Task statement> Tally the lines of the records below that contain the string "metal", treating uppercase and lowercase as different. Give only the number.

**** Dataset rows ****

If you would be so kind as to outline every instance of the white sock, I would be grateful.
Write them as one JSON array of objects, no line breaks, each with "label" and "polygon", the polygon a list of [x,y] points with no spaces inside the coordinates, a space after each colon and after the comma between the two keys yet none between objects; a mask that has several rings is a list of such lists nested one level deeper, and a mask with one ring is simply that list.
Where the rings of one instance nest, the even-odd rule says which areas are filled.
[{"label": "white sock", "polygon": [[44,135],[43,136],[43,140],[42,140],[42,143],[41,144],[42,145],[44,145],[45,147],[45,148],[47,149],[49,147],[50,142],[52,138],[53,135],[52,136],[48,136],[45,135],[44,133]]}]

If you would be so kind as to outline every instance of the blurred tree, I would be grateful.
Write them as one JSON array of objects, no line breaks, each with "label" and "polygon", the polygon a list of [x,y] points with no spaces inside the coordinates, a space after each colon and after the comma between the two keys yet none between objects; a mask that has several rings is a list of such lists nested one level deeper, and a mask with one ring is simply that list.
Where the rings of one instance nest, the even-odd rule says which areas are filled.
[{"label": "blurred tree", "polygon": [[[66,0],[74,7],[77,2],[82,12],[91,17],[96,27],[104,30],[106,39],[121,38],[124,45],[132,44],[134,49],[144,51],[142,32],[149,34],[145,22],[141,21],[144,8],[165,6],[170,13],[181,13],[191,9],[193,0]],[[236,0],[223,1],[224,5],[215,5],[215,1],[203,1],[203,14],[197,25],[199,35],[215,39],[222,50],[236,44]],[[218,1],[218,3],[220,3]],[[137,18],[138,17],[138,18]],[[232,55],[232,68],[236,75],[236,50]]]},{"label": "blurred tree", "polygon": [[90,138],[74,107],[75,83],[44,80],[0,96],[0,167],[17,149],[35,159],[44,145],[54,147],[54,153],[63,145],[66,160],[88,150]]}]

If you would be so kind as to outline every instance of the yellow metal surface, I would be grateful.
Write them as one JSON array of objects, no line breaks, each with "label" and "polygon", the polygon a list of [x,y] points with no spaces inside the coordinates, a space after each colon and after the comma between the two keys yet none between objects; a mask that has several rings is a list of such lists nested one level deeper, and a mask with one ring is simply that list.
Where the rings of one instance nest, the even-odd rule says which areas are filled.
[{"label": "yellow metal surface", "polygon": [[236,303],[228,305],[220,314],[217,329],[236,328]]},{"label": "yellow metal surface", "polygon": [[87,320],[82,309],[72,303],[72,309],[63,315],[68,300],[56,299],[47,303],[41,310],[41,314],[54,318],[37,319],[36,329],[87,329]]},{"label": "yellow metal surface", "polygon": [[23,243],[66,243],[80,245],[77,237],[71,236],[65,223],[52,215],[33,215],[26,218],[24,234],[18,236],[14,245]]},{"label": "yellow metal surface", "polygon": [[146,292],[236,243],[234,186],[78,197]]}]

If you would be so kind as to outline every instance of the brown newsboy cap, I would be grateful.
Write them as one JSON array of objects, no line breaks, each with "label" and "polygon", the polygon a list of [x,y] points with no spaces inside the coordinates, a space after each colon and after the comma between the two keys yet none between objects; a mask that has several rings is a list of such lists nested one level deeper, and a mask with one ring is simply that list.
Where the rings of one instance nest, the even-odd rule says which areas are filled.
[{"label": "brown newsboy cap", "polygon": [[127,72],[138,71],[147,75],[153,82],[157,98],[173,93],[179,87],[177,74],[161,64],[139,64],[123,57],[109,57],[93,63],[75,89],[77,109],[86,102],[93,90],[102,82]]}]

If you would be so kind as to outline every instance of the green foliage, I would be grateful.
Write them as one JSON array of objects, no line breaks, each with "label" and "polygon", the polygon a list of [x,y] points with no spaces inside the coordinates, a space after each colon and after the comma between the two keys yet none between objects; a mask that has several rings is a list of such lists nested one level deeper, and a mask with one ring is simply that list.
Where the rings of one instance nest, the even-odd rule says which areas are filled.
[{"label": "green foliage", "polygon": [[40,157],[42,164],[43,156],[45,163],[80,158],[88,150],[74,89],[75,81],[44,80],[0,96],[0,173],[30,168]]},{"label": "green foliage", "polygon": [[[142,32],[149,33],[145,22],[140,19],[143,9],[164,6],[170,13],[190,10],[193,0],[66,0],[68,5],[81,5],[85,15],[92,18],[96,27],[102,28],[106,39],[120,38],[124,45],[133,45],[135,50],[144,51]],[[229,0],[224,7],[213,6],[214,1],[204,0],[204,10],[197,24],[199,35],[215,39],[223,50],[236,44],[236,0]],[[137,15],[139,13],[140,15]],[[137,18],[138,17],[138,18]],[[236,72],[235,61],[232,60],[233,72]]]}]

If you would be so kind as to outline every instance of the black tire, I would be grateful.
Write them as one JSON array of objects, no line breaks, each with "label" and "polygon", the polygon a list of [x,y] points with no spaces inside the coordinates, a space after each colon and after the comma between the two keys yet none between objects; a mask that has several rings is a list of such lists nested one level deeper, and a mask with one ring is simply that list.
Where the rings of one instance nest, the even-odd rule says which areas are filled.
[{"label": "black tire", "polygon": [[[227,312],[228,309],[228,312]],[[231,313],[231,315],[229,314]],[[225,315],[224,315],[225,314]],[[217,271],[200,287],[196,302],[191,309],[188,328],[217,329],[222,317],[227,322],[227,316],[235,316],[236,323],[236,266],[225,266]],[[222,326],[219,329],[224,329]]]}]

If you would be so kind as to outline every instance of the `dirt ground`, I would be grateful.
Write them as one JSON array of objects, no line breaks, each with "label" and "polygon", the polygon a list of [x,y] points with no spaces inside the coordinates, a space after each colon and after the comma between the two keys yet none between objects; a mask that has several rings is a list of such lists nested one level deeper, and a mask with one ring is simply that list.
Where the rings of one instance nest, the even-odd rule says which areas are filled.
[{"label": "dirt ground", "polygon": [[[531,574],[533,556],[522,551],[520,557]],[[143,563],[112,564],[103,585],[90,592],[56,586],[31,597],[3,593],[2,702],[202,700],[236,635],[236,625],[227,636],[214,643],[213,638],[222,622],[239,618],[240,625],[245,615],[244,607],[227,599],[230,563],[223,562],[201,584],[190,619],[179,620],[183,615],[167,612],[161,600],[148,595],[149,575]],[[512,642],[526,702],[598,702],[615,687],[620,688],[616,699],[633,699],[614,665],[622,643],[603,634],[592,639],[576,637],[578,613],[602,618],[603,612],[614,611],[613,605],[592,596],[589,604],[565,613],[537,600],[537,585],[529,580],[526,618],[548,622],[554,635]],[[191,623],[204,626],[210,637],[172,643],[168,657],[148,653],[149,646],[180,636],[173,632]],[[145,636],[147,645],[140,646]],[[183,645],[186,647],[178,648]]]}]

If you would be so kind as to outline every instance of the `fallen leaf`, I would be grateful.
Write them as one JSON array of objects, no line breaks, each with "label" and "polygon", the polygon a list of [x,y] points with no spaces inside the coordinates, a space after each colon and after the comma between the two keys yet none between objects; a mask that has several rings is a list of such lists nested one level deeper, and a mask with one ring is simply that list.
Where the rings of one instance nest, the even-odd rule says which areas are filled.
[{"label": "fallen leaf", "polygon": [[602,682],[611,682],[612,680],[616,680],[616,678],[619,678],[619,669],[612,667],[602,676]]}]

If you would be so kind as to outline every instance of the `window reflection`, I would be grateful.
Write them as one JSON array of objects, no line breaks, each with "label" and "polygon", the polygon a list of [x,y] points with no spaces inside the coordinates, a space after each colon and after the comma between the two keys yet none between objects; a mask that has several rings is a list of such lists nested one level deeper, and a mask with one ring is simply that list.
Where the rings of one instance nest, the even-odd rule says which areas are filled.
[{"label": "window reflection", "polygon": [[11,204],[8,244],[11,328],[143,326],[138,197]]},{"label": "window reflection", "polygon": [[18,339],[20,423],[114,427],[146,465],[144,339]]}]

****

Response to the exercise> 2